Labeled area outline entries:
□ □ □ □ □
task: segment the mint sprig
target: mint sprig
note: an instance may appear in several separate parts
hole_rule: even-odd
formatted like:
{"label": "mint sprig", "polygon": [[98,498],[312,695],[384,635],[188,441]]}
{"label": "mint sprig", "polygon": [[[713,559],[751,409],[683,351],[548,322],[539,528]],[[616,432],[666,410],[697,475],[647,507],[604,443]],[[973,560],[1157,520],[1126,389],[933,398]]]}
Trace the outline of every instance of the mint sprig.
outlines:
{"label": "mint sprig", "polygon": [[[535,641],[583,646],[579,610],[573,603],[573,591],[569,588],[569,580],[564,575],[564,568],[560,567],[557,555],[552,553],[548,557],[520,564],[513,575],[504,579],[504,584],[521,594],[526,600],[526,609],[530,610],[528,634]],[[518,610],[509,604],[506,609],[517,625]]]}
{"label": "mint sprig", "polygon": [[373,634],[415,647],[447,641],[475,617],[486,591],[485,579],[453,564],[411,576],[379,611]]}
□ □ □ □ □
■ **Description of the task**
Edit the data above so that "instance" becomes "occurrence" everywhere it occurs, with every other line left unchanged.

■ **Written answer**
task: segment the mint sprig
target: mint sprig
note: an occurrence may appear in several separate parts
hole_rule: even-odd
formatted like:
{"label": "mint sprig", "polygon": [[98,498],[312,695],[384,635],[188,441]]}
{"label": "mint sprig", "polygon": [[[713,559],[751,409],[683,351],[548,322],[539,528]],[[616,432],[666,410],[697,475],[647,507],[604,443]],[[973,560],[1157,520],[1126,389],[933,398]]]}
Trace the outline of every occurrence of the mint sprig.
outlines:
{"label": "mint sprig", "polygon": [[[535,641],[583,646],[579,610],[573,603],[573,591],[569,588],[569,580],[564,575],[564,568],[560,567],[557,555],[552,553],[548,557],[520,564],[513,575],[504,579],[504,584],[521,594],[526,600],[526,609],[530,610],[528,634]],[[518,610],[509,604],[506,609],[517,625]]]}
{"label": "mint sprig", "polygon": [[373,634],[415,647],[447,641],[475,617],[486,591],[485,579],[453,564],[411,576],[379,611]]}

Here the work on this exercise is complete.